• **Exercises**
a. In the passage on clearing bad warehouse locations, what can populate the warehouse and location columns so they need not be typed for each line?
b. Continue the passage on clearing bad warehouse locations from the point where it ends.

• **Passage to read**
= = = = =

Well, I'll start with a prayer that CertainTeed won't need an enormous
number of move transactions to clean out their bad/fictitious locations.
Even if they only have 65 transactions to assemble, there still is a
simplicity and efficiency to start the data collection in spreadsheet ...
you know, carry the laptop right out to the warehouse and type in (or gun)
the list of items sitting in this location. Excel copy tools can populate
the warehouse and location columns instead of typing those in for each line.
Then with some research, figure out valid locations where they can be moved
and gradually populate the spreadsheet with those new locations.

Then, (assuming there's Wi-Fi in the warehouse) fire up Lickety-Split and
the BPCS INV500 entry process will be finished (with zero key-punch errors)
long before you can walk back to your desk. Immediately try to deactivate
the bad location before some other process adds more inventory to that bad
location. Print out the spreadsheet, sign it, and give it to a material
handler to execute. You've crossed off one of the bad locations and you've
only had to key in the move information once.

It's slick. With some luck finding valid places to move the inventory, your
coffee will still be warm when you get back to your desk.

= = = = =

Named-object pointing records

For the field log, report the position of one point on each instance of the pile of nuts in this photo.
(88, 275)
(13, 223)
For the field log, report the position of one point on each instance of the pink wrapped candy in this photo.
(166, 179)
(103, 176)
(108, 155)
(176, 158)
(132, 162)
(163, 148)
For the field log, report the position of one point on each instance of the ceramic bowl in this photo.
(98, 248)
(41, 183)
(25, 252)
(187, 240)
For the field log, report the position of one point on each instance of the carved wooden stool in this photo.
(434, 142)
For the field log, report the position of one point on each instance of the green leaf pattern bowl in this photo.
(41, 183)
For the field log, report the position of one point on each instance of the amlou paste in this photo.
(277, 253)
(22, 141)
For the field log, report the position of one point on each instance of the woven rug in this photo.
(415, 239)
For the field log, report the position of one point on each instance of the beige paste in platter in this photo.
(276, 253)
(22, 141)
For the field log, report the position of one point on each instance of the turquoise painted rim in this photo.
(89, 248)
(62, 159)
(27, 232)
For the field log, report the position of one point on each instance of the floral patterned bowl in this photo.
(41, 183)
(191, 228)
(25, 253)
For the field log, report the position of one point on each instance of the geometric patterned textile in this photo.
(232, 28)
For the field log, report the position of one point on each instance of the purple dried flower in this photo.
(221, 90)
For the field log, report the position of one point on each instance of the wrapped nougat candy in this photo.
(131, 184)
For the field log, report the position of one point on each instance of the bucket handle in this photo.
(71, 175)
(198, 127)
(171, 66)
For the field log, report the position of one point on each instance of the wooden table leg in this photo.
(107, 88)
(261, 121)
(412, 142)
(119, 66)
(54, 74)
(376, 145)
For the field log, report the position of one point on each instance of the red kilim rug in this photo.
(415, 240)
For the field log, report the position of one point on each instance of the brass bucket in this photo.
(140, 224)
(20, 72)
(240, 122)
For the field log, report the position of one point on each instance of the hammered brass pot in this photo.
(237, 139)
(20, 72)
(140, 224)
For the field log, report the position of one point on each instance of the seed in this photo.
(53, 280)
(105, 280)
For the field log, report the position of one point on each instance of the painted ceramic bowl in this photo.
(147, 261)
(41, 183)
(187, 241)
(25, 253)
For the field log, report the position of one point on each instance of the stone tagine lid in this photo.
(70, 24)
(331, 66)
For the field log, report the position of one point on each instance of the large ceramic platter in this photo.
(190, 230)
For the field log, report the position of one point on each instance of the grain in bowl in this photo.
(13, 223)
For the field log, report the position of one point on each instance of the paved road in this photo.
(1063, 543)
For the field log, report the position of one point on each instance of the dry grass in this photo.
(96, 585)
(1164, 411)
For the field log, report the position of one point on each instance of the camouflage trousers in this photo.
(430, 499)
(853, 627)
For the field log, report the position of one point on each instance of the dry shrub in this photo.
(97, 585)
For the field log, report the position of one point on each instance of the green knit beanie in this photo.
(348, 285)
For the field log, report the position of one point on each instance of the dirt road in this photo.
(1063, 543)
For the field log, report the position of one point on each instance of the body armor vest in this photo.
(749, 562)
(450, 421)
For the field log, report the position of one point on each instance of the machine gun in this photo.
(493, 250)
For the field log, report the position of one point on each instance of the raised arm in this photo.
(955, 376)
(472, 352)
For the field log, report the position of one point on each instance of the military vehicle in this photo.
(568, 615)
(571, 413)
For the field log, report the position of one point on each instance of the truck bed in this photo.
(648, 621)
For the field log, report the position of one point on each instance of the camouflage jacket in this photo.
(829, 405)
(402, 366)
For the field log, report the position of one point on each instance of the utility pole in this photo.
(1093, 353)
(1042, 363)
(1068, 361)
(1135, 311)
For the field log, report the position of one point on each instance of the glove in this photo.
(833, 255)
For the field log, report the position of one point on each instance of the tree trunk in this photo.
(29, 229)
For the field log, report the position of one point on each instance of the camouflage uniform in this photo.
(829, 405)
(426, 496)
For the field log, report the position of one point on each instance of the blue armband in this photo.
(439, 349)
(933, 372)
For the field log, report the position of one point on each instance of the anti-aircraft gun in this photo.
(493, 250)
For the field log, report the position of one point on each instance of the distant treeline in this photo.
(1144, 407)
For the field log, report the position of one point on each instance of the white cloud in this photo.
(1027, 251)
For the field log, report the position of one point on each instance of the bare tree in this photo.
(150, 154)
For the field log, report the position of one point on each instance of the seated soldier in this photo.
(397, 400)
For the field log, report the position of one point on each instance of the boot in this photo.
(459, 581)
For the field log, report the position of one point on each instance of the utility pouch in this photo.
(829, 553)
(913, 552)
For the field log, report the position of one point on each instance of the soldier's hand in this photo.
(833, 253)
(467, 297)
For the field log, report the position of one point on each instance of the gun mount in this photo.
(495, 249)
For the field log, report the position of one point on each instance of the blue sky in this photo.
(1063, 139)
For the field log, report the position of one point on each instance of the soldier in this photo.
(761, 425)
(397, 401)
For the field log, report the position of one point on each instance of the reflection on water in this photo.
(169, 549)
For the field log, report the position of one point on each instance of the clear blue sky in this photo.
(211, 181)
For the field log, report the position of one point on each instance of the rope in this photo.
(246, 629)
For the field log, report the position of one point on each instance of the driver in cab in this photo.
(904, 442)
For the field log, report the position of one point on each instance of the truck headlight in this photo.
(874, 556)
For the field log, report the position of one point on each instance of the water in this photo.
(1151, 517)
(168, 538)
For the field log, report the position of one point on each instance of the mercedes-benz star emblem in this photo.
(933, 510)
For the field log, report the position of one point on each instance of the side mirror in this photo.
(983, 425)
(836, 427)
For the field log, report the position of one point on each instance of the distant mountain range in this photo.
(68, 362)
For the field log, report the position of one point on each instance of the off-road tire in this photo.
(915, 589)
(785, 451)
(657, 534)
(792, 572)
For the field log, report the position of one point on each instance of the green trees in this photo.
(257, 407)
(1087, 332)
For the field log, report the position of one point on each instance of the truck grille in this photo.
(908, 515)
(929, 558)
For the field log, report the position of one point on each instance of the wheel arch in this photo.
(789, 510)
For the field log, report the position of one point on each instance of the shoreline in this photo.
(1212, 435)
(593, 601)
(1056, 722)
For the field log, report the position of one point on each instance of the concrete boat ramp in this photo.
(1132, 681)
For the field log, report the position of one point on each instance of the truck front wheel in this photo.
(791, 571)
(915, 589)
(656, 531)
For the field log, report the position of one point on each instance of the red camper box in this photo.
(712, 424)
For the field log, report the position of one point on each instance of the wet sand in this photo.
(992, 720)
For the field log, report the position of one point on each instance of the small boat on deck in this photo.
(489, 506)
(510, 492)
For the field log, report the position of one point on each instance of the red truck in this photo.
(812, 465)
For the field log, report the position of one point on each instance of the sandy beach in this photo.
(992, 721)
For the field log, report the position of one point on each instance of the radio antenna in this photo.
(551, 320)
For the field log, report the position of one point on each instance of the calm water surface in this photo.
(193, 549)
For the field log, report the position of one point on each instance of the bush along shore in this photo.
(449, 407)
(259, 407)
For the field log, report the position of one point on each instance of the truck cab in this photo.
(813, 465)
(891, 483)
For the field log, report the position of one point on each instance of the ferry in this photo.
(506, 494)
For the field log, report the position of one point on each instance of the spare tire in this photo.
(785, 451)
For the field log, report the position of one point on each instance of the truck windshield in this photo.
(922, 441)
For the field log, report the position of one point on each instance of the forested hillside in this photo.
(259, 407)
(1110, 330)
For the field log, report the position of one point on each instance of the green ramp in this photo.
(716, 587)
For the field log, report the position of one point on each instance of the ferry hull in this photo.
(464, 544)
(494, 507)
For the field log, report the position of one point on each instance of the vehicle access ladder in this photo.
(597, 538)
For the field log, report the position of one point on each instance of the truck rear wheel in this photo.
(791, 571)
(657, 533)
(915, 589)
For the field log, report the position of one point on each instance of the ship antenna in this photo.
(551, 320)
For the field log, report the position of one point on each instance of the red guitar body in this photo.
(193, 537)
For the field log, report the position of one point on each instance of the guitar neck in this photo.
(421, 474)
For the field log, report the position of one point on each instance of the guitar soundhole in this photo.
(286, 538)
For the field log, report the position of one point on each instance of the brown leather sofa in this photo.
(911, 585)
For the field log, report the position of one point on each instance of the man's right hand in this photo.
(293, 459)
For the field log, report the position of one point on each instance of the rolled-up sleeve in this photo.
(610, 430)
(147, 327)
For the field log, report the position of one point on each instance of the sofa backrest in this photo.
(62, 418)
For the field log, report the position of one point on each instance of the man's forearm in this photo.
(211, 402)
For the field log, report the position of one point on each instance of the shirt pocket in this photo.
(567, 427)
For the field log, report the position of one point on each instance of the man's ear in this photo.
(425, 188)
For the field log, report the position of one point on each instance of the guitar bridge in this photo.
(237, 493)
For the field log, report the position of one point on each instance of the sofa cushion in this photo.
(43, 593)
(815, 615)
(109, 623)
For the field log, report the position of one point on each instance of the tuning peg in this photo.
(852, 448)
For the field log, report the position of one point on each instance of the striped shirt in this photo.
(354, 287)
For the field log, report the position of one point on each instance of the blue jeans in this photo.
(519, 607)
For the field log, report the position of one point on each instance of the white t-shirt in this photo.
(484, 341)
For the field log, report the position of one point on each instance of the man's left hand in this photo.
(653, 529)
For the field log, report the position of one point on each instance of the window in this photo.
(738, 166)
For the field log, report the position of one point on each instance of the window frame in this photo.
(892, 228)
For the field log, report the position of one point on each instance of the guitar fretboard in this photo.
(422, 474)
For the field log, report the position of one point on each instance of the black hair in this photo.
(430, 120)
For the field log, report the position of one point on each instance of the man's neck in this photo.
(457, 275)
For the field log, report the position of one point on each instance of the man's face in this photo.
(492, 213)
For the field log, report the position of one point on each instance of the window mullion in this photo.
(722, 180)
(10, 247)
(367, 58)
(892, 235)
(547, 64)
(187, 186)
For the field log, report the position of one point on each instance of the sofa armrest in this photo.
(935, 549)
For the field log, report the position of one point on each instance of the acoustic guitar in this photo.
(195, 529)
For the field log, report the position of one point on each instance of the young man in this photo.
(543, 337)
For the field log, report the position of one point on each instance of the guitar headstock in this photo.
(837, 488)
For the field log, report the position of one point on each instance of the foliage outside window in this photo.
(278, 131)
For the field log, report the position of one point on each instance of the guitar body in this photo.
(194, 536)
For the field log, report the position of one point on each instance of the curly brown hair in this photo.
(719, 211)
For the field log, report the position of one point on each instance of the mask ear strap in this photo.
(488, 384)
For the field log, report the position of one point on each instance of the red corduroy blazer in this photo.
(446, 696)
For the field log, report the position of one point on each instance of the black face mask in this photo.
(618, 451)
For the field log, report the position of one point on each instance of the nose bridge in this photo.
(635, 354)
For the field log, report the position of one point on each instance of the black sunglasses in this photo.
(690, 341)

= = = = =

• **Written responses**
a. Excel copy tools.

b.
Peace to you and God bless,
Milt
Unbeaten Path International
(+USA) 262-681-3151
(888) 874-8008





From: Rob Berendt
Sent: Friday, April 28, 2017 6:13 AM
To: BPCS ERP System
Subject: Re: automating the manual data entry pain: Lickety-Split

But, thinking back to the original question, how does this help him
deactivate a location?

Rob Berendt





From: "Milt Habeck" <mhabeck@xxxxxxxxxx>
To: "'BPCS ERP System'
Date: 04/28/2017 07:11 AM
Subject: automating the manual data entry pain: Lickety-Split

Good morning ...

Norman .... many thanks, and yes, if a particular row of the spreadsheet has
data that fails an edit check in the BPCS/ERP LX program, the error message
off the bottom of the display screen is captured and written back into the
spreadsheet on the same row as the data that caused the error. That "bad
data" row is then skipped and Lickety-Split goes on to process the next row.
When the job is done, all of the successfully entered rows are timestamped
with the instant the data was entered. Save that result spreadsheet for the
auditors.

Take a copy of the result spreadsheet and in that copy isolate the error
rows with a quick sort. Delete the successful rows. Then tackle the errors
one at a time, fix them in the spreadsheet, and then re-run the corrected
lines into BPCS again using Lickety-Split. Save that final clean result
spreadsheet for the auditors.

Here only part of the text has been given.